Work to be completed: Format the stretch of the records from the line containing "the shrub in the photo above." through the last line, both ends included, as a JSON list of strings with one string per line and blank lines omitted.

Records to process:
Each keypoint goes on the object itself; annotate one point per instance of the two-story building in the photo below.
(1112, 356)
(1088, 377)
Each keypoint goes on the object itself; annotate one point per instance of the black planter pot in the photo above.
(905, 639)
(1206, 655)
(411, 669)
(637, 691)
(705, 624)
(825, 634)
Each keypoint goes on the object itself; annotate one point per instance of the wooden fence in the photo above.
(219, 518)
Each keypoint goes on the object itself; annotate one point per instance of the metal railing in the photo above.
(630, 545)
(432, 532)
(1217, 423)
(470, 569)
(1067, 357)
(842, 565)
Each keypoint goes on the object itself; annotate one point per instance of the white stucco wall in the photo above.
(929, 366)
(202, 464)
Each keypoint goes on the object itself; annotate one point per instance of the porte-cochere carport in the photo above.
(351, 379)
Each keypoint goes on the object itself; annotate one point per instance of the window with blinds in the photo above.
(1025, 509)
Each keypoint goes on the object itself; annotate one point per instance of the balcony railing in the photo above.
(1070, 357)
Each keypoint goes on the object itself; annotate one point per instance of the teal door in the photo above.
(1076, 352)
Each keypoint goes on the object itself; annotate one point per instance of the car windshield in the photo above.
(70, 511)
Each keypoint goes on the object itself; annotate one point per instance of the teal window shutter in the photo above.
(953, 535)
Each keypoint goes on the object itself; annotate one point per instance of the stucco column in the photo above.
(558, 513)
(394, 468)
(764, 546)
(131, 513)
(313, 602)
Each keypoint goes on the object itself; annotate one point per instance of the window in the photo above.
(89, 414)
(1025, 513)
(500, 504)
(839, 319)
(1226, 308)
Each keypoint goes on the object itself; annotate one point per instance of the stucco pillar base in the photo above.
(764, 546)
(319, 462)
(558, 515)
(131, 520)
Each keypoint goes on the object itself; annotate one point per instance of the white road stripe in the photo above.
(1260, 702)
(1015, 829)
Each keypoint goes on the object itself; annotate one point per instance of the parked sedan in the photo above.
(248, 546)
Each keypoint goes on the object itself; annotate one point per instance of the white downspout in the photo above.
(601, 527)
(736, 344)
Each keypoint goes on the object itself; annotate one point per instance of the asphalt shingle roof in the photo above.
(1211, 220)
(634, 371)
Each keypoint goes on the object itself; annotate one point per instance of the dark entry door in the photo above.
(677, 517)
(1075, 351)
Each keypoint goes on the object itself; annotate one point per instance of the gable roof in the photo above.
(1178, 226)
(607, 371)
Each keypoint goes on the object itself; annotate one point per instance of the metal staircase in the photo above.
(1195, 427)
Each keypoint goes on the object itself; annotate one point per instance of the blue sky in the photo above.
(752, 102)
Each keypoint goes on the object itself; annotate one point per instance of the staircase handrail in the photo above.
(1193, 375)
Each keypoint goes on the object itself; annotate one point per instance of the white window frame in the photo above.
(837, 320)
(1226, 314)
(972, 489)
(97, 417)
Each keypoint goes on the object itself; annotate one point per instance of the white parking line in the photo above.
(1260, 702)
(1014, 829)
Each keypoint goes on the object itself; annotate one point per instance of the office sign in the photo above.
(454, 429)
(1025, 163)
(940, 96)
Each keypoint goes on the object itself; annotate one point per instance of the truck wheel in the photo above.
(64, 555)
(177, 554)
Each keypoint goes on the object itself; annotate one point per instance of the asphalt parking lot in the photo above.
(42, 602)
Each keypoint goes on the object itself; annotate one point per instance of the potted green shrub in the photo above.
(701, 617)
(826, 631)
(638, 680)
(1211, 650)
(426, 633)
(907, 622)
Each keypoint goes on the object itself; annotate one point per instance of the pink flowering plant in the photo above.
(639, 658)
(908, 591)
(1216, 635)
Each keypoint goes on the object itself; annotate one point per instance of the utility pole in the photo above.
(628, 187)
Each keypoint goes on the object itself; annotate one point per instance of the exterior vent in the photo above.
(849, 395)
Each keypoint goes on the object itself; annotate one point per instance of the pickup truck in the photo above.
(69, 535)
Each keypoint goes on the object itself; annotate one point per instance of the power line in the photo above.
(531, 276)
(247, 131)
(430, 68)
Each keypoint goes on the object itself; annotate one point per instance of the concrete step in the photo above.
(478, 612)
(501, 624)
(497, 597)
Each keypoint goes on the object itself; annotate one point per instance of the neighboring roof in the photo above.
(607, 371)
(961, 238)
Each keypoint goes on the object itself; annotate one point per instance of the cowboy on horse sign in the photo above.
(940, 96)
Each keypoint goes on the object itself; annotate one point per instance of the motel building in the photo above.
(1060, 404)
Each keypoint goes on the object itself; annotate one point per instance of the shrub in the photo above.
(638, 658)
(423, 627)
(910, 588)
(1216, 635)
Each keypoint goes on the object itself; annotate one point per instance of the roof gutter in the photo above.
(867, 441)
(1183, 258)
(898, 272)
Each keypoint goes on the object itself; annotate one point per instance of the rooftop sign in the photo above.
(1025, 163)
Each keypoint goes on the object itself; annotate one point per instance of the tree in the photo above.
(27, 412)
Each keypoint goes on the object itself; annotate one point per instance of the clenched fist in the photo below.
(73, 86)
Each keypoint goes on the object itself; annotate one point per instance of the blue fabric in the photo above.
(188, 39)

Solved problem:
[
  "Each keypoint goes on the object itself; annotate one point per instance of the shrub in the photo above.",
  "(638, 658)",
  "(423, 627)",
  "(910, 588)",
  "(1216, 635)",
  "Each keypoint goes on the object itself; annotate one point per instance of the roof gutter in the photo above.",
  "(867, 441)",
  "(1183, 258)",
  "(898, 272)",
  "Each keypoint goes on the object itself; annotate one point per instance of the rooftop sign in the photo above.",
  "(1025, 163)",
  "Each keypoint goes on the object itself; annotate one point per instance of the tree in the photo above.",
  "(27, 412)",
  "Each keypoint goes on the object itself; annotate one point per instance of the clenched fist in the photo below.",
  "(73, 86)",
  "Each keypoint goes on the object itself; annotate one point per instance of the blue fabric in the photo above.",
  "(188, 39)"
]